Yang Harus Dilakukan
- 1) Menurut teks tentang bentuklahan struktural, bentuklahan struktural di daerah tersebut dibedakan menjadi berapa kelompok besar, dan apa saja kelompoknya?
- 2) Ketik ulang tanpa perubahan bagian dari teks tentang bentuklahan struktural, mulai dari "magma yang ditandai" dan berakhir pada "struktur utamanya.".

Bagian Teks
-=-=-=-=-

Bentuklahan struktural dengan adanya litologi yang cukup

kompleks dalam berbagai hal berhubungan dengan perlapisan batuan

sedimen yang berbeda resistensinya terhadap erosi. Bentuklahan

struktural pada daerah ini dasarnya dibedakan menjadi 2 kelompok besar,

yaitu struktur patahan dan lipatan. Dan dari pola aliran yang kita amati dari

foto udara mempunyai korelasi dengan struktur geologisnya.

Dataran tinggi struktural pada daerah ini terbentuk pada suatu

daerah dengan batuan berlapis horizontal, Batuan berlapis yang terlipat

pada daerah ini tercermin secara baik pada bentuk lahannya.Lebih lanjut

retakan mempunyai pengaruh juga pada perkembangan bentuklahan.

Bentuk-bentuk struktural terkadang juga dipengaruhi oleh proses-proses

eksogenitas dari berbagai tipe, sehingga terbentuk satuan struktural.

 Dari pengamatan yang kita lakukan ditemukan Struktur-struktur

geologi seperti perlapisan, kekar. Hal ini diperkuat dengan bukti adanya

pelurusan yang dapat diinterpretasi dari foto udara dan peta geologi,

merupakan bukti kunci bentuk lahan struktural. Pola aliran sungai yang

ada di sekitar bentuk lahan structural yaitu sungai kali garang akan

mengikuti pola struktur utama, dengan anak-anak sungai kan relatif sejajar

dan tegak lurus dengan sungai induk, yang disebut pola

“rectanguler”.Seperti tampak pada foto udara berikut

Adanya fosil dan batu gamping menandakan daerah ini dulu

adalah laut yang mengalami pengangkatan, kemudian terjadi intrusi

magma yang ditandai dengan adanya batuan beku pada stop site ini.

Pada suatu perbukitan lipatan, biasanya pola aliran sedikit “paralel” dan

“annular”, yang kemudian berkembang lebih spesifik lagi mengikuti

struktur utamanya.

-=-=-=-=-

Data yang Diberikan

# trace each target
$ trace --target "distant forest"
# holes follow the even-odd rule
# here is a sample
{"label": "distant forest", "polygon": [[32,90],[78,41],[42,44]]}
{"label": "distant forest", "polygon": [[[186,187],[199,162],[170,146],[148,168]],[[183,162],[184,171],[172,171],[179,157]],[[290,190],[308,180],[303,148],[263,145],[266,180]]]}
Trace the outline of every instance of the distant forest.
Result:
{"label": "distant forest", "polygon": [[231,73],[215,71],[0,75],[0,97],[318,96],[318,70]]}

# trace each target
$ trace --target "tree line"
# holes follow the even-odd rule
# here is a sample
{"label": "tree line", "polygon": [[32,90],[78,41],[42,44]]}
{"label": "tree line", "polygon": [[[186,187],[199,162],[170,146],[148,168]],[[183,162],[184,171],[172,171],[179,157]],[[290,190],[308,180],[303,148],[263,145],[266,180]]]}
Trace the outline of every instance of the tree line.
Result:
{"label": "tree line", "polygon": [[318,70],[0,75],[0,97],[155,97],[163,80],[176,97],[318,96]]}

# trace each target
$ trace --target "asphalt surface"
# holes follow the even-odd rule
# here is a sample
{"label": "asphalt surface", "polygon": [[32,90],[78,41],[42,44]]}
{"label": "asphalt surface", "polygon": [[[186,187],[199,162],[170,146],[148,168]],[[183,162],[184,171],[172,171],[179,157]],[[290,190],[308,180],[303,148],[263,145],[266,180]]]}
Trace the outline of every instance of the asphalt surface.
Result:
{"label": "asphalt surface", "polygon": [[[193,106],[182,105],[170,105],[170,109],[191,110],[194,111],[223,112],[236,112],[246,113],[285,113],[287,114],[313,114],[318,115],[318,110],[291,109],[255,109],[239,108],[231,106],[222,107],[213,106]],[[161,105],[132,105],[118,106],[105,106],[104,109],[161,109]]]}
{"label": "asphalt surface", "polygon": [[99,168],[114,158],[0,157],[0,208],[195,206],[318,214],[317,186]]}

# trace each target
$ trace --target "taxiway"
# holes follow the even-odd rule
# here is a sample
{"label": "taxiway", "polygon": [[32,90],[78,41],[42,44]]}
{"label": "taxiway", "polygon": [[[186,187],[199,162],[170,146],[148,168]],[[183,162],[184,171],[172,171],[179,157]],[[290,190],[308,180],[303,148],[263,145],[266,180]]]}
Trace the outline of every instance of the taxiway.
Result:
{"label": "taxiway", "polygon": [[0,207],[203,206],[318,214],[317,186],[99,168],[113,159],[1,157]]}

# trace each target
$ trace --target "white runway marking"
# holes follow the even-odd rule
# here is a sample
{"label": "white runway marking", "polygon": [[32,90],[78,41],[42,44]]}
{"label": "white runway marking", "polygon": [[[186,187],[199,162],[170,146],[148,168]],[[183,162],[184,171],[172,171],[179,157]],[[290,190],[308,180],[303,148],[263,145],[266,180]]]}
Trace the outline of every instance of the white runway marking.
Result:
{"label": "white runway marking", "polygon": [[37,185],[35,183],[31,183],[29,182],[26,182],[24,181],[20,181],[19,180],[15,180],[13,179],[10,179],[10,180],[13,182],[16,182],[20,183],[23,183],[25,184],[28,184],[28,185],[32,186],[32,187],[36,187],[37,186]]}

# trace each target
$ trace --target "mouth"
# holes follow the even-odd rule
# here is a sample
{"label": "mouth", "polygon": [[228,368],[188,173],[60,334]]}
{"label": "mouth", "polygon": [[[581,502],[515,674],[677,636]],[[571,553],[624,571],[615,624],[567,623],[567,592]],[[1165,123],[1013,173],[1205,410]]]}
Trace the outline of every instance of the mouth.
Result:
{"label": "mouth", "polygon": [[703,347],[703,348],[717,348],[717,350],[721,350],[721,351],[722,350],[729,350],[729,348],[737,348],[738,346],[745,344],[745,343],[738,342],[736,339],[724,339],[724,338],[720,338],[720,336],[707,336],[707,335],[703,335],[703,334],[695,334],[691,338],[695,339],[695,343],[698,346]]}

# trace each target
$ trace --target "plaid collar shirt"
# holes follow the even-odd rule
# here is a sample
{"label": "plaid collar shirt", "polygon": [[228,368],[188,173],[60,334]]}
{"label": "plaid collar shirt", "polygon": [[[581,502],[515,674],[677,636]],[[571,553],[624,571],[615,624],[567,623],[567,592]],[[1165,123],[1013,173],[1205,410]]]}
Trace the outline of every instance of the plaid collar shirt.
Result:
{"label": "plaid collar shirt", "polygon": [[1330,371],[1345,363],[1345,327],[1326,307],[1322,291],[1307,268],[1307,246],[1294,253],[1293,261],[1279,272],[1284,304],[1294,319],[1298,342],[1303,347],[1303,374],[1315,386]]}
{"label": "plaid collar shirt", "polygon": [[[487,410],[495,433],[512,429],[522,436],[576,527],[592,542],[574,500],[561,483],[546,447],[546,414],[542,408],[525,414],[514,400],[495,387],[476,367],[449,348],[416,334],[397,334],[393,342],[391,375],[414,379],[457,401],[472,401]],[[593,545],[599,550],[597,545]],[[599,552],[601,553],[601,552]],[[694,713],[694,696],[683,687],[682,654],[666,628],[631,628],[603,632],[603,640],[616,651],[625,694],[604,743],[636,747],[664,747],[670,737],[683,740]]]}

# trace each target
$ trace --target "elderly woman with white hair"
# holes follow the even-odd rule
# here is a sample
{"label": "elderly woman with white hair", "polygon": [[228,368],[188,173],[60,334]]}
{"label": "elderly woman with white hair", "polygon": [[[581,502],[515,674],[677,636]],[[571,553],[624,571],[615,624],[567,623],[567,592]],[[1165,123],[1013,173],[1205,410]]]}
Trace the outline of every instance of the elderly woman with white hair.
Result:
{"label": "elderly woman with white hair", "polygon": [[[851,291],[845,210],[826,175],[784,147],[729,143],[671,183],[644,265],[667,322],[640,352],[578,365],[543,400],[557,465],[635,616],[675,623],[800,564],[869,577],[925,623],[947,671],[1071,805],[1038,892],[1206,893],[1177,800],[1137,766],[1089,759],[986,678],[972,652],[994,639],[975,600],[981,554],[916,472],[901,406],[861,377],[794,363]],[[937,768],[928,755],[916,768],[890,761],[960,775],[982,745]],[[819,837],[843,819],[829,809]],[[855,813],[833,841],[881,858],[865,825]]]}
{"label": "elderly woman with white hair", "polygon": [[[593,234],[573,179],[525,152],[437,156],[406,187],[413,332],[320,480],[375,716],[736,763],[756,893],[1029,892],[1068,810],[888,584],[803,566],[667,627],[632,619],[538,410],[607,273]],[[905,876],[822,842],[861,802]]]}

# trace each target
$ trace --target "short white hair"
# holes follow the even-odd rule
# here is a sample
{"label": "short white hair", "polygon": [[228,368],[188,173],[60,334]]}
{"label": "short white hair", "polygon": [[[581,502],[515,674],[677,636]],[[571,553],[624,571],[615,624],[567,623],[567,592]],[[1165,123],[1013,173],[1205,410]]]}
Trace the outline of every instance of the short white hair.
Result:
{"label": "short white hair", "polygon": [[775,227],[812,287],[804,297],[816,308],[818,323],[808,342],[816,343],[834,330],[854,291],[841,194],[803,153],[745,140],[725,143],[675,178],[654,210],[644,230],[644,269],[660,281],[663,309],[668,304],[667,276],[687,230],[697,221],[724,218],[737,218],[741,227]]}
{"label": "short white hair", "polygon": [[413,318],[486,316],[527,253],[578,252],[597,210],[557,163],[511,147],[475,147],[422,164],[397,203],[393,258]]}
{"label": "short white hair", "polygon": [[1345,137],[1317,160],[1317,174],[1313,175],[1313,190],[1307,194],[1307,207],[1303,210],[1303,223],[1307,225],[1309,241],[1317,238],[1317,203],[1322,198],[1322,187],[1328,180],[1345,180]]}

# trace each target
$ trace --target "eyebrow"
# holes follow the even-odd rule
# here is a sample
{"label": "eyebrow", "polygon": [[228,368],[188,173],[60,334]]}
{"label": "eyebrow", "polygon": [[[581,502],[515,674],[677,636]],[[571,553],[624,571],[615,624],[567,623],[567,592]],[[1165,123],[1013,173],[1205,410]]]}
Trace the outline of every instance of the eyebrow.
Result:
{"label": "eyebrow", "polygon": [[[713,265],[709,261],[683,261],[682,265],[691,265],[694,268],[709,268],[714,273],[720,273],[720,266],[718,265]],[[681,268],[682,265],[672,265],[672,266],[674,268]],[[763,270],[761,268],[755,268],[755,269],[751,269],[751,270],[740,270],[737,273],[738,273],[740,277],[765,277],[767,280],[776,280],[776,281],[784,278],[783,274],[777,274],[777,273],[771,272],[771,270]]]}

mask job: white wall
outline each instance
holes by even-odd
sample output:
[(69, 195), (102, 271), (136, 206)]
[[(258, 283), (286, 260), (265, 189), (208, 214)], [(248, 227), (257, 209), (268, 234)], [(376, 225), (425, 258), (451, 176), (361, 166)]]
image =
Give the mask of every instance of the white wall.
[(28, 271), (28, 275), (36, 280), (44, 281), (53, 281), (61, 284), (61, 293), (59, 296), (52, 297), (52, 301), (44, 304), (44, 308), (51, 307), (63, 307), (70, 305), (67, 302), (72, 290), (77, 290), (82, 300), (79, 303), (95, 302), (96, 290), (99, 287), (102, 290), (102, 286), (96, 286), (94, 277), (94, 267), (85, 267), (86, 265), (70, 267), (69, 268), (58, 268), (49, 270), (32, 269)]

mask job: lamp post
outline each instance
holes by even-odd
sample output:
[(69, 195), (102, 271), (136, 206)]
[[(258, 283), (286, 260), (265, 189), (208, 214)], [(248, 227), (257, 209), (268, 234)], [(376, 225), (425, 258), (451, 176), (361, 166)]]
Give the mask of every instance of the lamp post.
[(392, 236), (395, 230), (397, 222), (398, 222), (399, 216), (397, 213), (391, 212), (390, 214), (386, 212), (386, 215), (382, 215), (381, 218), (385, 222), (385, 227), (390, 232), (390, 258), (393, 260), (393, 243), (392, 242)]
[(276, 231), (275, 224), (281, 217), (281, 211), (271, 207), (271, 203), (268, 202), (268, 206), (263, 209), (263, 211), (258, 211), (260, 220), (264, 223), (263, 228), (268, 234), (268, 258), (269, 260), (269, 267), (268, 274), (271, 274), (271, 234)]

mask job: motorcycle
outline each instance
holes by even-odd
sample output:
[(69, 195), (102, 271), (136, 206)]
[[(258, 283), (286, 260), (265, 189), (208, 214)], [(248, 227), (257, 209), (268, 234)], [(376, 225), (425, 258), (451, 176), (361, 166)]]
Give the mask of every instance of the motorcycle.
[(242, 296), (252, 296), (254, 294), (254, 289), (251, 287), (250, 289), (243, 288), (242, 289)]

-=-=-=-=-

Kunci Jawaban Latihan
- 1) Dua kelompok besar, yaitu struktur patahan dan lipatan.

- 2)
magma yang ditandai dengan adanya batuan beku pada stop site ini.

Pada suatu perbukitan lipatan, biasanya pola aliran sedikit “paralel” dan

“annular”, yang kemudian berkembang lebih spesifik lagi mengikuti

struktur utamanya.